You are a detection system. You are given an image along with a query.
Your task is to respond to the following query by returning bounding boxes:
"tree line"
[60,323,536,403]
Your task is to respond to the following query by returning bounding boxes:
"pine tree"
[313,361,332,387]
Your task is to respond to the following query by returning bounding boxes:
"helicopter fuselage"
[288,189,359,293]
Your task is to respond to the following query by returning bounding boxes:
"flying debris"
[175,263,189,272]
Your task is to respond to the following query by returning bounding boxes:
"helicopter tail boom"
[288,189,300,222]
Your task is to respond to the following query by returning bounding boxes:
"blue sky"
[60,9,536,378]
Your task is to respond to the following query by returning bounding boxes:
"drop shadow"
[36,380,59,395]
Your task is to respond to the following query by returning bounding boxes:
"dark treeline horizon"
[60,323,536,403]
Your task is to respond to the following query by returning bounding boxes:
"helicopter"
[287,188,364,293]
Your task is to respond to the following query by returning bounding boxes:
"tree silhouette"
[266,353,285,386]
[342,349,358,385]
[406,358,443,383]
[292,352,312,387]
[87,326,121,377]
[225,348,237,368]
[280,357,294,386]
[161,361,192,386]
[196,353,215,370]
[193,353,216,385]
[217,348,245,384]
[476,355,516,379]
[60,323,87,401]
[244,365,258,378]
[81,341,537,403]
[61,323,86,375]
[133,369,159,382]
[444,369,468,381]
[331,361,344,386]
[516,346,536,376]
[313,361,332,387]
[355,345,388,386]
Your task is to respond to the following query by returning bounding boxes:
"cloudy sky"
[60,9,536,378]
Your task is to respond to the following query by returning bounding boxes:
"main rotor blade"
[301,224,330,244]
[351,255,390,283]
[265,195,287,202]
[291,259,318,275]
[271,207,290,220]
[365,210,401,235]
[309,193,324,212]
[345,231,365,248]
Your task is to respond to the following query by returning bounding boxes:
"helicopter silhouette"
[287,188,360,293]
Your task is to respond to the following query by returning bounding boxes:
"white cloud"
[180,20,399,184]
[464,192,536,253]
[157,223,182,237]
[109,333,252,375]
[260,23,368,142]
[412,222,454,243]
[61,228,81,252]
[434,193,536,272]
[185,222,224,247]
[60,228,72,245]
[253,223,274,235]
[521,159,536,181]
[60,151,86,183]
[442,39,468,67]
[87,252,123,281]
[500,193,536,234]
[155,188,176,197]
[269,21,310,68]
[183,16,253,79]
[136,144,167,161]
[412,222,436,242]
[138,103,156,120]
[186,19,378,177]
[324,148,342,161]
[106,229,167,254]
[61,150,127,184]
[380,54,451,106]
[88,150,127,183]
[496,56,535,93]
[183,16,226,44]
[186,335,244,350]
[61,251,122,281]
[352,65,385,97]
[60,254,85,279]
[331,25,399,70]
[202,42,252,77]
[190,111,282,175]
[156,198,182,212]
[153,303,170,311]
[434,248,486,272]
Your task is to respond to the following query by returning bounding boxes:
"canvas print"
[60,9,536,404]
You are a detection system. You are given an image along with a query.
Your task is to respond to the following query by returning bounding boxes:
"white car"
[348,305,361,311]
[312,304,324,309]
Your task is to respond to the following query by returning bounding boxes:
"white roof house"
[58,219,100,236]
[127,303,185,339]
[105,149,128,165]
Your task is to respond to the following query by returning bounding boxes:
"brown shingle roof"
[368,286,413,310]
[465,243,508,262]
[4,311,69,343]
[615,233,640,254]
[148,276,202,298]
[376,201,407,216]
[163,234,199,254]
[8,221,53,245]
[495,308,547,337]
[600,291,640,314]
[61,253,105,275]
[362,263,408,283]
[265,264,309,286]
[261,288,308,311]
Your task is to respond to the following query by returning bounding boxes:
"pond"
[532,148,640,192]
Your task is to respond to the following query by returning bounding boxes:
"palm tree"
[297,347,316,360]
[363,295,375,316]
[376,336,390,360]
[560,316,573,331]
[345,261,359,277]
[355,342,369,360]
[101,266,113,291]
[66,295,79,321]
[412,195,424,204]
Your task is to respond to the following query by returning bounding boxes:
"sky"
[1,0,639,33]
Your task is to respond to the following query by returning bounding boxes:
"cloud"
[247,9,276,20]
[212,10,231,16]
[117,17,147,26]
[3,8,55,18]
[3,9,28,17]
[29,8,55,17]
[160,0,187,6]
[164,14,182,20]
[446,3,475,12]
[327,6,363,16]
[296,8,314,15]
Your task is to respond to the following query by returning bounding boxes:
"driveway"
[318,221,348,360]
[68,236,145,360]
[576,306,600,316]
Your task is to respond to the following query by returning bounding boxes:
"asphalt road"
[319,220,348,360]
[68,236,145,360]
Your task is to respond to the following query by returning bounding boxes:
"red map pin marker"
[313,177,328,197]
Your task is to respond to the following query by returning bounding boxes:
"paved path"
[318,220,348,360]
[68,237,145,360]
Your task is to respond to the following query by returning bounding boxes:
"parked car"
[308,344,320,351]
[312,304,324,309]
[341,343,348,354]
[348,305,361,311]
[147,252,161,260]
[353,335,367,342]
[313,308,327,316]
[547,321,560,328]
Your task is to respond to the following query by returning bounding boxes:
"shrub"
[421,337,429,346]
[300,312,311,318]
•••
Instructions to follow >>
With nothing added or dropped, write out every entry.

Your response >>
You are a detection system. You are given an image along with a query.
Your task is to respond to the following query by returning bounding boxes:
"tree line"
[60,323,536,403]
Your task is to respond to the following query by returning bounding boxes:
"pine tree"
[313,361,332,387]
Your task is to respond to the following query by returning bounding boxes:
"helicopter fuselage"
[288,189,359,293]
Your task is to respond to the following query by returning bounding boxes:
"flying debris"
[175,263,189,272]
Your task is to respond to the following query by returning bounding boxes:
"helicopter tail boom"
[288,189,300,222]
Your task is to respond to the following query by returning bounding boxes:
"blue sky"
[60,9,536,378]
Your task is to respond to the following query by returning bounding boxes:
"drop shadow"
[36,380,59,395]
Your task is to respond to the following query by returning bounding boxes:
"dark treeline horizon"
[60,323,536,403]
Your task is to respond to the following query by returning bounding boxes:
"helicopter"
[287,188,364,293]
Your task is to respond to the following query by returning bounding boxes:
"tree silhouette"
[266,353,285,386]
[342,349,358,385]
[406,358,443,383]
[292,352,312,387]
[87,326,121,377]
[225,348,237,368]
[280,357,294,386]
[161,361,192,386]
[196,353,215,370]
[193,353,216,385]
[217,348,245,384]
[476,355,516,379]
[60,323,87,401]
[244,365,258,378]
[81,341,537,403]
[61,323,86,375]
[133,369,159,382]
[444,369,468,381]
[331,361,344,386]
[516,346,536,376]
[313,361,332,387]
[355,345,388,386]
Your task is to respond to the following query by returning bounding boxes:
"cloudy sky"
[60,9,536,378]
Your task is to respond to the following query by returning bounding boxes:
"main rotor blade"
[301,224,330,244]
[351,255,390,283]
[265,195,287,202]
[291,259,318,275]
[271,207,290,220]
[365,210,401,235]
[309,193,324,212]
[345,231,365,248]
Your task is to respond to the following query by returning bounding boxes:
"helicopter silhouette"
[287,188,360,293]
Your task is to respond to the following query by returning bounding boxes:
"white cloud"
[180,20,399,184]
[464,192,536,253]
[157,223,182,237]
[109,333,252,375]
[260,23,368,142]
[412,222,454,243]
[61,228,81,252]
[434,193,536,272]
[185,222,224,247]
[60,228,72,245]
[253,223,274,235]
[521,159,536,181]
[60,151,86,183]
[442,39,468,67]
[87,252,123,281]
[500,193,536,234]
[155,188,176,197]
[269,21,310,68]
[183,16,253,79]
[136,144,167,161]
[412,222,436,242]
[138,103,156,120]
[186,19,378,177]
[324,148,342,161]
[106,229,167,254]
[61,150,127,184]
[380,54,451,106]
[88,150,127,183]
[496,56,535,93]
[183,16,226,44]
[186,335,244,350]
[61,251,122,281]
[352,65,385,97]
[60,254,85,279]
[331,25,399,70]
[202,42,252,77]
[190,111,282,175]
[156,198,182,212]
[153,303,170,311]
[434,248,486,272]
Your task is to respond to the following query by returning bounding boxes:
"canvas print"
[60,9,536,404]
You are a detection system. You are given an image along with a query.
Your task is to respond to the following query by returning bounding boxes:
"white car"
[348,305,361,311]
[312,304,324,309]
Your task is to respond to the following query by returning bounding boxes:
"white roof house"
[58,219,100,236]
[127,303,185,339]
[105,149,128,165]
Your task is to respond to the following query by returning bounding boxes:
"brown shingle roof"
[368,286,413,310]
[465,243,508,262]
[4,311,69,343]
[615,233,640,254]
[148,276,202,298]
[376,201,407,216]
[163,234,199,254]
[8,221,53,245]
[495,308,547,337]
[600,291,640,314]
[61,253,105,275]
[362,263,408,283]
[265,264,309,286]
[261,288,308,311]
Your task is to respond to the following query by returning bounding boxes:
"pond"
[532,148,640,192]
Your task is to respond to the following query by returning bounding boxes:
"palm tree"
[297,347,316,360]
[363,295,375,316]
[376,336,390,360]
[560,316,573,331]
[345,261,359,277]
[355,342,369,360]
[101,266,113,291]
[66,295,79,321]
[412,195,424,204]
Your task is to respond to the following query by returning bounding boxes:
"sky"
[1,0,639,33]
Your task is to respond to the following query by returning bounding boxes:
"cloud"
[247,9,276,20]
[212,10,231,16]
[117,17,147,26]
[3,8,55,18]
[3,9,28,17]
[29,8,55,17]
[160,0,187,6]
[164,14,182,20]
[446,3,475,12]
[327,6,363,16]
[296,8,314,15]
Your task is to respond to the following query by returning bounding boxes:
"driveway"
[318,221,348,360]
[68,236,145,360]
[576,306,600,316]
Your task is to respond to the following query by returning bounding boxes:
"asphalt road"
[319,220,348,360]
[68,236,145,360]
Your task is to respond to the following query by returning bounding boxes:
"red map pin marker"
[313,177,328,197]
Your task is to respond to the following query by returning bounding boxes:
"paved path"
[318,220,348,360]
[68,237,145,360]
Your task is to respond to the following query by returning bounding boxes:
"parked car"
[308,344,320,351]
[312,304,324,309]
[341,343,348,354]
[348,305,361,311]
[147,252,161,260]
[353,335,367,342]
[313,308,327,316]
[547,321,560,328]
Your task is to respond to the following query by returning bounding boxes:
"shrub"
[421,337,429,346]
[300,312,311,318]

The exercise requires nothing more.